■ WHAT TO PRODUCE
Quote the lines below exactly, from the one that holds "Target: white bathrobe" through the final line of the records, and only those.

■ GIVEN RECORDS
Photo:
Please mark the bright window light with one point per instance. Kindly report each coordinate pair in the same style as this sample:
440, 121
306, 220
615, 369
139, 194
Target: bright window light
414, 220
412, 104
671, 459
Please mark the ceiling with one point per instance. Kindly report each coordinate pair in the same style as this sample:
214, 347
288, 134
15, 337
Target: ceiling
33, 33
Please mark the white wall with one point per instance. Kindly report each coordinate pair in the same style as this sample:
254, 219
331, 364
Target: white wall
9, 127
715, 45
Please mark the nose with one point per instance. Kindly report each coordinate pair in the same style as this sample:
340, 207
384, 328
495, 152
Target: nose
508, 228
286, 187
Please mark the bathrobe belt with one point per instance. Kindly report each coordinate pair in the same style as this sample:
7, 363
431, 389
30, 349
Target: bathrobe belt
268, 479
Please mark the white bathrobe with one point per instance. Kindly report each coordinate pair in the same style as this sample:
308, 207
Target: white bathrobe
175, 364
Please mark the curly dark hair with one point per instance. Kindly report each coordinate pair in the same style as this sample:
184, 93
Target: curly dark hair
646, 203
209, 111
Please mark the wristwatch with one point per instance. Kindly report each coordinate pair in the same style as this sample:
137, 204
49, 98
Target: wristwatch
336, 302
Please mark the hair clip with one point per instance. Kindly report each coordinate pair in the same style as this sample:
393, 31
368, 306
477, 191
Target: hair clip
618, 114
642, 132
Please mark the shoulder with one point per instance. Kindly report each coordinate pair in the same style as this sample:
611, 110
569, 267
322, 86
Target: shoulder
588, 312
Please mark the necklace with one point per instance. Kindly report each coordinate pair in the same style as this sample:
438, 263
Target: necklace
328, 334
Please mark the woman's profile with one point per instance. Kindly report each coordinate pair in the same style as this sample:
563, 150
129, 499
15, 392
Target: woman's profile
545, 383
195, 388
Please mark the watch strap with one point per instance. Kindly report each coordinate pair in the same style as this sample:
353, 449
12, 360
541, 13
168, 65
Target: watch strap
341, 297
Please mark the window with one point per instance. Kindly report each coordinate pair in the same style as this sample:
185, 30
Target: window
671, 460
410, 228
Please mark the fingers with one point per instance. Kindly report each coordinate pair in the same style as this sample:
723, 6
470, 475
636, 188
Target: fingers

■ SOLUTION TO THIS TASK
Target: white bathrobe
175, 364
Please mark the curly dark hair with one point per instance. Kindly report each coordinate pair in the same style as this sample:
184, 93
Target: curly dark hair
646, 203
209, 111
Please mark the wristwatch with one point per instance. Kindly report each coordinate pair in the same style as this sample:
137, 204
49, 98
Target: wristwatch
336, 302
Please mark the hair clip with one point per instance. Kindly report each coordinate pair in the same style as this sample:
393, 31
368, 306
477, 191
Target: hair clip
618, 114
642, 132
Please mark the shoulder with one point per instance. Kindly report each coordinate pair in the same style as this sample:
611, 110
569, 267
322, 86
Target: shoulder
588, 312
Please mark the necklace with one point per instance. Kindly report each coordinate pair in the same style as this sample:
438, 263
Target: necklace
328, 334
Please mark the woman's profile with one point per instance. Kindly report each coordinate pair in the same style as this sample:
563, 150
129, 499
15, 392
Target: woman's profile
545, 383
195, 388
Please mark the watch strap with one point per instance. Kindly report each coordinate pair in the same style as this sample:
353, 449
12, 360
541, 13
168, 65
Target: watch strap
341, 297
Please mark the window with one point per instance. Kindly report each coordinate pair in the same style as this sample:
185, 30
Target: window
671, 460
410, 228
Please mark the fingers with one point per instance. Kindly report each coordinate pair in the same style as this sample:
723, 6
470, 475
636, 188
Target: fingers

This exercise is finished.